> _EXERCISES TO COMPLETE_
#1 Please rewrite the film reviews starting with "Tucker and Dale vs." and going on through "a better movie.", putting "script" in place of "material".
#2 Summarize the film reviews in two sentences.

> _GIVEN PASSAGE_
»»

Tucker and Dale are two best friends on vacation at their dilapidated mountain house, who are mistaken for murderous backwoods hillbillies by a group of obnoxious, preppy college kids.
Tucker and Dale vs. Evil takes a good comedy of errors premise about an hour too long. This film would’ve worked much better as a short, and its only saving grace are Tyler Labine and Alan Tudyk as the titular characters. They’re both better actors than the material they’re working with, but they play Tucker and Dale as if they were involved in a better movie.
Lily drives down a lonesome road, and soon finds herself in a alternate world full of non sequiturs and bizarre characters
I really don’t know what to make of Black Moon. I’m sure there are thematic elements that make the largely non-nonsensical plot seem worthy of being filmed, but there was not much to enjoy besides Malle’s excellent visuals. The opening scene intrigued me, but my attention waned as the film continued on.
Nick is a small town pizza delivery guy whose mundane life collides with the big plans of two wanna-be criminal masterminds. The volatile duo kidnaps Nick and forces him to rob a bank.
The manner in which large exposition is delivered can make or break a film. 30 Minutes or Less has a lot of critical information to get across in the first act in regards to the set up, but fails by awkwardly establishing the relationships of the main players. The lack of a sympathetic character isn’t the films biggest flaw (the irrational decisions and unintelligent dialogue is suppose to make for comedy here), but rather the squandered talent. I love Aziz Ansari on Parks and Rec but he isn’t given much to do with. As funny as Danny McBride is, I wish he’d show some range. If you’ve seen him in one film, than you’ve seen all his performances.
30 Minutes or Less is the pinnacle of situation comedies, and I don’t mean that in a complimentary fashion. The film is supposedly based on a true story (the director denies it), and that may be the most interesting part of the movie.
When a young doctor suspects she may not be alone in her new Brooklyn loft, she learns that her landlord has formed a frightening obsession with her.

««

Data records

»»

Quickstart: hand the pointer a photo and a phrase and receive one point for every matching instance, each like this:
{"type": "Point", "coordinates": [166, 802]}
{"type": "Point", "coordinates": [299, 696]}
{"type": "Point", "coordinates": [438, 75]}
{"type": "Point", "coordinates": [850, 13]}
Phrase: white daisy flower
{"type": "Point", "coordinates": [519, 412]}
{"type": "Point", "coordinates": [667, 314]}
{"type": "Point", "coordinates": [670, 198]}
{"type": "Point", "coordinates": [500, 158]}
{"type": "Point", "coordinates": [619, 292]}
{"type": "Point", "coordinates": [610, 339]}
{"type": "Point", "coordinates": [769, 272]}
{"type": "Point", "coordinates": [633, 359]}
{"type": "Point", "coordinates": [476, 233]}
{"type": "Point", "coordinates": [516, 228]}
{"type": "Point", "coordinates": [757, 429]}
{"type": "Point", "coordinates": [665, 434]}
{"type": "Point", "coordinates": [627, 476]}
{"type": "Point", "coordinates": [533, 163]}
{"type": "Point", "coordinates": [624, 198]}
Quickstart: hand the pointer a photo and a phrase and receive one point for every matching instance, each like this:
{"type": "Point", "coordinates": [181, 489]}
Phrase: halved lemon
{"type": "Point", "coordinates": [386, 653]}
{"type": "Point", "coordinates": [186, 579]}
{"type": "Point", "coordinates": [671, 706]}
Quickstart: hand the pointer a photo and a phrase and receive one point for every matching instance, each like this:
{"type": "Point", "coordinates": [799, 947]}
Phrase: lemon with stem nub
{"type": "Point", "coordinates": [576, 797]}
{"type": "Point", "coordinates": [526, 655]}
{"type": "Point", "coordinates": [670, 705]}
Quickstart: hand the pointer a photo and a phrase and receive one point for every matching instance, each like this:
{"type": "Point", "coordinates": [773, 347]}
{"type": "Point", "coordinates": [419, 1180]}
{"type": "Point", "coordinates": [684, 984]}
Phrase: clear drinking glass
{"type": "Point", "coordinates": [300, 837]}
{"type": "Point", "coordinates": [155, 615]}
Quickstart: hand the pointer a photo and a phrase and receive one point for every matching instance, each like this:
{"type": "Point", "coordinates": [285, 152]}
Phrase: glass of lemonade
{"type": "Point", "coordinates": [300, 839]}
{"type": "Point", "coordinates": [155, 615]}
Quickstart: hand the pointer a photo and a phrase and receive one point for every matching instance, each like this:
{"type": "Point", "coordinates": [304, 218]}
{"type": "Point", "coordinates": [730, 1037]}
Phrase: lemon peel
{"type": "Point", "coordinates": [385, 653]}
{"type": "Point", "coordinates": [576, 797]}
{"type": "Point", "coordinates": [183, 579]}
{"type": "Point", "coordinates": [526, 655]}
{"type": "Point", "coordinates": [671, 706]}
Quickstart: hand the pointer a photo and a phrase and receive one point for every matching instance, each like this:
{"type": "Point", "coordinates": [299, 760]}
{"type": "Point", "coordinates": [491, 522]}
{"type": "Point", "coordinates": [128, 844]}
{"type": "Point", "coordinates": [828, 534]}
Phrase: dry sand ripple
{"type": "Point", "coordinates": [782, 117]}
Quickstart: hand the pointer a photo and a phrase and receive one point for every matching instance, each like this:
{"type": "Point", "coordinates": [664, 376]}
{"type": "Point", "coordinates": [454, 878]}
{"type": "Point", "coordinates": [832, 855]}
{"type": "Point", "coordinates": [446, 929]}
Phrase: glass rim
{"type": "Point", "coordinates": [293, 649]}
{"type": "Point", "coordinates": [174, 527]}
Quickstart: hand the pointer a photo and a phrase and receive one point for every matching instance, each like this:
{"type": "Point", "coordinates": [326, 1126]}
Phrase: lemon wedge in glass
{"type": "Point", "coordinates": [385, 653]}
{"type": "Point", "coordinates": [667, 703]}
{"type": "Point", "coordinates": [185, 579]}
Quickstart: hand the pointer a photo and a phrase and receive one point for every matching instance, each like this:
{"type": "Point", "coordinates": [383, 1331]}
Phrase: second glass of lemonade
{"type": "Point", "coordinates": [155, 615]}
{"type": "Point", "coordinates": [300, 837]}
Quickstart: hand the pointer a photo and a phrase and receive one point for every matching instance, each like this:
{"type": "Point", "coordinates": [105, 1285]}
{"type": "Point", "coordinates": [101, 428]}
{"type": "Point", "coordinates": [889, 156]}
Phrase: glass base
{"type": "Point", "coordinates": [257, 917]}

««

> _EXERCISE RESULTS_
#1
Tucker and Dale vs. Evil takes a good comedy of errors premise about an hour too long. This film would’ve worked much better as a short, and its only saving grace are Tyler Labine and Alan Tudyk as the titular characters. They’re both better actors than the script they’re working with, but they play Tucker and Dale as if they were involved in a better movie.

#2 The text pairs short plot descriptions with reviews of films including Tucker and Dale vs. Evil, Black Moon and 30 Minutes or Less, and it also describes a young doctor whose Brooklyn landlord becomes obsessed with her. The reviewer finds Tucker and Dale vs. Evil about an hour too long despite its two leads, sees little to enjoy in Black Moon besides Malle's visuals, and faults 30 Minutes or Less for awkward exposition and squandered talent.